** Short problem **
Lay out the records below as a Markdown table with the columns "Number" and "Line," covering only the stretch from the line that contains "Mark every instance of the whale rostrum" through the end of the records. Give each nonblank line its own row.
== Data section ==
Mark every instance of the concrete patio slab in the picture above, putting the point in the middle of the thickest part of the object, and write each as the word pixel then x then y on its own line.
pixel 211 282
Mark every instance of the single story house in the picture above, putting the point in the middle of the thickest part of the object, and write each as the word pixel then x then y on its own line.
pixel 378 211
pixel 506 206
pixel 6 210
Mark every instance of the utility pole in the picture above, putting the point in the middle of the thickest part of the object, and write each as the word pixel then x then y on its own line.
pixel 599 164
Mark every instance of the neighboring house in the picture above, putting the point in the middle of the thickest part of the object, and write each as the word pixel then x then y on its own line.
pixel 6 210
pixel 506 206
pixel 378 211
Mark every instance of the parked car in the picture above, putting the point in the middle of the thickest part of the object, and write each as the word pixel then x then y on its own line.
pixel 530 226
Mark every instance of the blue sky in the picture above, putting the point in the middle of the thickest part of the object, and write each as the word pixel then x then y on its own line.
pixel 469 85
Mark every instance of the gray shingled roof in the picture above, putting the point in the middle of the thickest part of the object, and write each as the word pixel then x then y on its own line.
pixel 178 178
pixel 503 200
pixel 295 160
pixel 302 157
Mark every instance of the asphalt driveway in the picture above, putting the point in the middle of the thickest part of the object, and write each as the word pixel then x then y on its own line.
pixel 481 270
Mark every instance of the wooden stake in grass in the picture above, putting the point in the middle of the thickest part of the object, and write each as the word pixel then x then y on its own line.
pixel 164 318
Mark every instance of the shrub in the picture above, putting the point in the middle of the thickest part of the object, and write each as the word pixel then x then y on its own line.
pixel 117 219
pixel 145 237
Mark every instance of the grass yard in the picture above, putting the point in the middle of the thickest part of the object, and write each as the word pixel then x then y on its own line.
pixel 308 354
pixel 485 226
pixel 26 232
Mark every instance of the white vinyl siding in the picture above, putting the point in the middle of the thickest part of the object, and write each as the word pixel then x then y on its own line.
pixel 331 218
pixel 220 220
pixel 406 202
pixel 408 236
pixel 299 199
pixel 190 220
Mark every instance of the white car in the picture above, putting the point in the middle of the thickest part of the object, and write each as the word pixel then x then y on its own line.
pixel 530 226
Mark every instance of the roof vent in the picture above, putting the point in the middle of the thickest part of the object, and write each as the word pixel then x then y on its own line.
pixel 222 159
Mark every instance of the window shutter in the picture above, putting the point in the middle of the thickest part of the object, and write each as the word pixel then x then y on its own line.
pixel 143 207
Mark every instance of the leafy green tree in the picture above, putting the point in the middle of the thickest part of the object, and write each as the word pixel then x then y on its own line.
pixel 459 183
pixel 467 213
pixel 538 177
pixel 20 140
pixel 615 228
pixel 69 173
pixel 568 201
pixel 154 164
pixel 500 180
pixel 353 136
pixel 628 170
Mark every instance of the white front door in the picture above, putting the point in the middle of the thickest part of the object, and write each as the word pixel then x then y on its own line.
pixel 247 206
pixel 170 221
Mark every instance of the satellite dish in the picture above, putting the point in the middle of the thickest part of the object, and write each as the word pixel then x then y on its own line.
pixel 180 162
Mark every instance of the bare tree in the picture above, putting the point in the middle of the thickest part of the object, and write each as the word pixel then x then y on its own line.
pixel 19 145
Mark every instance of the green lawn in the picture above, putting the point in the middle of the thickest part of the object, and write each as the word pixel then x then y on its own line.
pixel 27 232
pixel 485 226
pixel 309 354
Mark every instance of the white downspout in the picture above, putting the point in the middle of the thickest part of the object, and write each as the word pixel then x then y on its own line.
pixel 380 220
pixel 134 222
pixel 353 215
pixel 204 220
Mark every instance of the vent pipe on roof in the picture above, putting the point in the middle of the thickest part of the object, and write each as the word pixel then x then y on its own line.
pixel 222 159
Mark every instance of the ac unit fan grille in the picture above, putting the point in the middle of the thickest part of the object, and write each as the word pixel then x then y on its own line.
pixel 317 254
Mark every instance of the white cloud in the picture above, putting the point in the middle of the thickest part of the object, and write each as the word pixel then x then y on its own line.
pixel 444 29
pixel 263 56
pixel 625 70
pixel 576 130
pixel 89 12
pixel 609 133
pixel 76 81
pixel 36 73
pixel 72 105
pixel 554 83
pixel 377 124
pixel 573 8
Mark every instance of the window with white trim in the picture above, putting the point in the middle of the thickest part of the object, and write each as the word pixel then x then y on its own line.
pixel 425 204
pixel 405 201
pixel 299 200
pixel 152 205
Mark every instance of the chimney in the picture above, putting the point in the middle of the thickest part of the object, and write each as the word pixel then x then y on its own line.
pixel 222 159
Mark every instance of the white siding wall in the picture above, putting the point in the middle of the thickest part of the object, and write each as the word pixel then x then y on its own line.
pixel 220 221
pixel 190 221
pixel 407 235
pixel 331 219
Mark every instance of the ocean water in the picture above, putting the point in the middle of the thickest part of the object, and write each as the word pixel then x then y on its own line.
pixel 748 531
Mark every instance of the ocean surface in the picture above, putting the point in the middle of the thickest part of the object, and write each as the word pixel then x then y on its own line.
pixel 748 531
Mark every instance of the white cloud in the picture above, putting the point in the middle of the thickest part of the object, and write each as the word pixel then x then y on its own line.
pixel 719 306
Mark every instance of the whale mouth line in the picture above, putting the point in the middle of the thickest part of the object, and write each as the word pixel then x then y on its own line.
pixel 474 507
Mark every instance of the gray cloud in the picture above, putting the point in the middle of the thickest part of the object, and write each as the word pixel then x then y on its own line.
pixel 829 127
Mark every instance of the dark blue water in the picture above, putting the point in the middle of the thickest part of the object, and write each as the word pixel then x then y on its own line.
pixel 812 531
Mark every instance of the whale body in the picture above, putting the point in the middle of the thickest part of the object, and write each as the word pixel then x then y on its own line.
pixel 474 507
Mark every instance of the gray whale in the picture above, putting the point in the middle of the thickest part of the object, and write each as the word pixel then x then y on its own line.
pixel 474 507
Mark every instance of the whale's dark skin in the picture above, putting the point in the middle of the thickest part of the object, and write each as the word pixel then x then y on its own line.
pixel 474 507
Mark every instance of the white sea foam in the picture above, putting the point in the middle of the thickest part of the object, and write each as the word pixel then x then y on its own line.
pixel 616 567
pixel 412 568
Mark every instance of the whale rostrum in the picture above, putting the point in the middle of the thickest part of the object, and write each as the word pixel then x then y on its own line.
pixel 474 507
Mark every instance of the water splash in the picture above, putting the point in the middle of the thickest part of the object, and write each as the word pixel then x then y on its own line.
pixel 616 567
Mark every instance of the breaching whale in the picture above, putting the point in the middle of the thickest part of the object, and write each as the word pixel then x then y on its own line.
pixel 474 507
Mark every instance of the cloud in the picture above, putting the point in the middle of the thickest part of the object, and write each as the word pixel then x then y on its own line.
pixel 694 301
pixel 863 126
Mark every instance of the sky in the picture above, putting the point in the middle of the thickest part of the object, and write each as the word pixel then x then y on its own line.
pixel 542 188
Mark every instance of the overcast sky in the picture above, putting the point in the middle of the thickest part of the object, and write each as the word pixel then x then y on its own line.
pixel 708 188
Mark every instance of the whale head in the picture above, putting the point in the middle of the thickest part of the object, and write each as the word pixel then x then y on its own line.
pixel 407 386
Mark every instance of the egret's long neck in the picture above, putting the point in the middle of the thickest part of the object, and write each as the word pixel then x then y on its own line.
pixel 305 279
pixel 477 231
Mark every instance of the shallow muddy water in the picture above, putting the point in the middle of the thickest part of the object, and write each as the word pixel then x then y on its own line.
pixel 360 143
===
** Problem solution **
| Number | Line |
|---|---|
| 1 | Mark every instance of the whale rostrum in the picture above, putting the point in the middle of the thickest part of the object, and write each as the word pixel then x then y on its own line. |
| 2 | pixel 474 507 |
| 3 | Mark every instance of the water splash in the picture above, putting the point in the middle of the thickest part of the object, and write each as the word pixel then x then y on its own line. |
| 4 | pixel 616 567 |
| 5 | Mark every instance of the breaching whale in the picture above, putting the point in the middle of the thickest part of the object, and write each as the word pixel then x then y on its own line. |
| 6 | pixel 474 507 |
| 7 | Mark every instance of the cloud in the picture above, putting the point in the middle of the thickest part of the object, and write each as the word pixel then x then y on its own line. |
| 8 | pixel 694 301 |
| 9 | pixel 863 126 |
| 10 | Mark every instance of the sky in the picture above, putting the point in the middle of the thickest part of the object, and write each as the word pixel then x then y on its own line. |
| 11 | pixel 542 188 |
| 12 | Mark every instance of the overcast sky in the picture above, putting the point in the middle of the thickest part of the object, and write each as the word pixel then x then y on its own line. |
| 13 | pixel 708 188 |
| 14 | Mark every instance of the whale head in the picture above, putting the point in the middle of the thickest part of the object, and write each as the word pixel then x then y on its own line. |
| 15 | pixel 407 386 |
| 16 | Mark every instance of the egret's long neck in the picture above, putting the point in the middle of the thickest part of the object, and write each as the word pixel then x then y on its own line. |
| 17 | pixel 305 279 |
| 18 | pixel 477 231 |
| 19 | Mark every instance of the shallow muddy water in the picture above, putting the point in the middle of the thickest part of the object, and write each as the word pixel then x then y on its own line. |
| 20 | pixel 360 143 |